> **LO QUE SE PIDE**:
Transcribe literalmente el pasaje del texto seleccionado que va desde "post author" hasta "lo que pueda.".

> **TEXTO SELECCIONADO**:
+++
Mario Alberto Carrera

marioalbertocarrera@gmail.com

Premio Nacional de Literatura 1999. Quetzal de Oro. Subdirector de la Academia Guatemalteca de la Lengua. Miembro correspondiente de la Real Academia Española. Profesor jubilado de la Facultad de Humanidades USAC y ex director de su Departamento de Letras. Ex director de la Casa de la Cultura de la USAC. Condecorado con la Orden de Isabel La Católica. Ex columnista de La Nación, El Gráfico, Siglo XXI y Crónica de la que fue miembro de su consejo editorial, primera época. Ex director del suplemento cultural de La Hora y de La Nación. Ex embajador de Guatemala en Italia, Grecia y Colombia. Ha publicado más de 25 libros en México, Colombia, Guatemala y Costa Rica.

post author

El cuentista se sentó a llorar. La tetilla izquierda le dolía intensamente. Así le ocurría cada vez que deseaba castigarse por algo. Nunca estaba contento consigo mismo. Más bien vivía siempre peleando con él. Para muchos piadosos esto podía ser bueno, para otros no. Para otros acaso debía ser sometido a psicoterapia. Sálvese usted con lo que pueda.
+++
> **FRAGMENTO DEL LISTADO**:
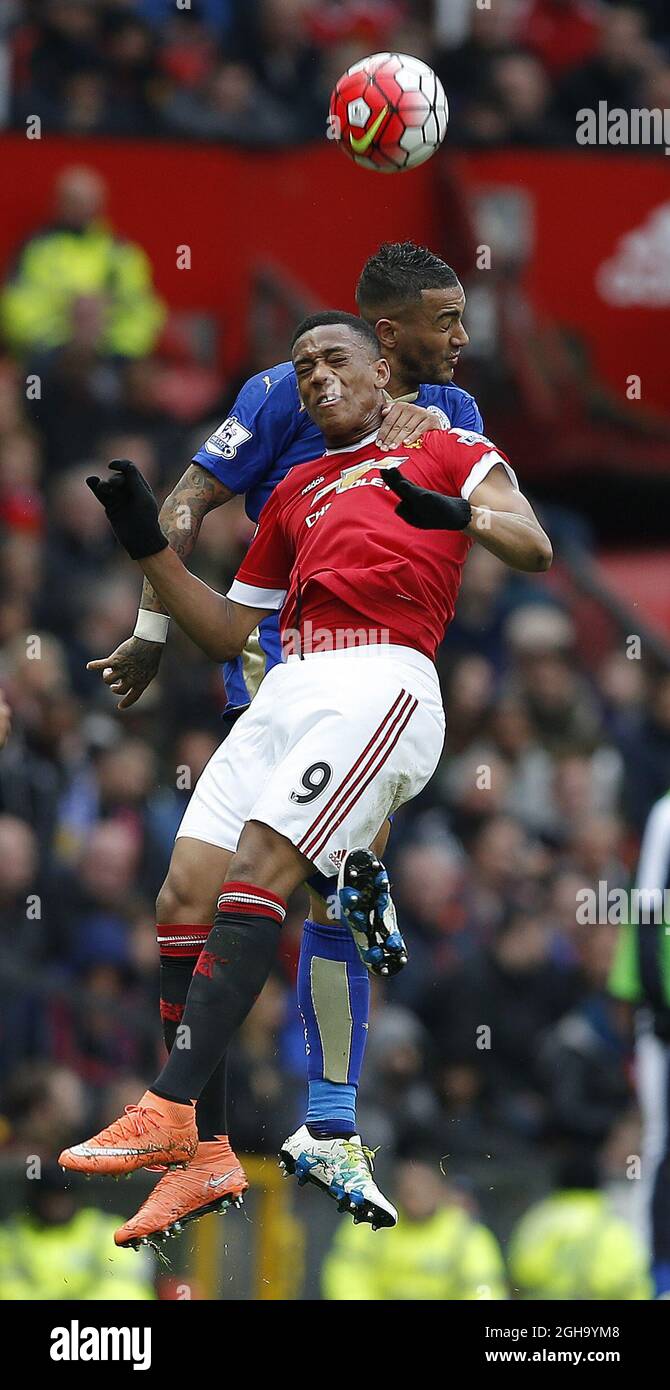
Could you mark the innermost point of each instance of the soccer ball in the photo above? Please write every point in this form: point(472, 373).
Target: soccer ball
point(388, 113)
+++
> **RESPUESTA ESPERADA**:
post author

El cuentista se sentó a llorar. La tetilla izquierda le dolía intensamente. Así le ocurría cada vez que deseaba castigarse por algo. Nunca estaba contento consigo mismo. Más bien vivía siempre peleando con él. Para muchos piadosos esto podía ser bueno, para otros no. Para otros acaso debía ser sometido a psicoterapia. Sálvese usted con lo que pueda.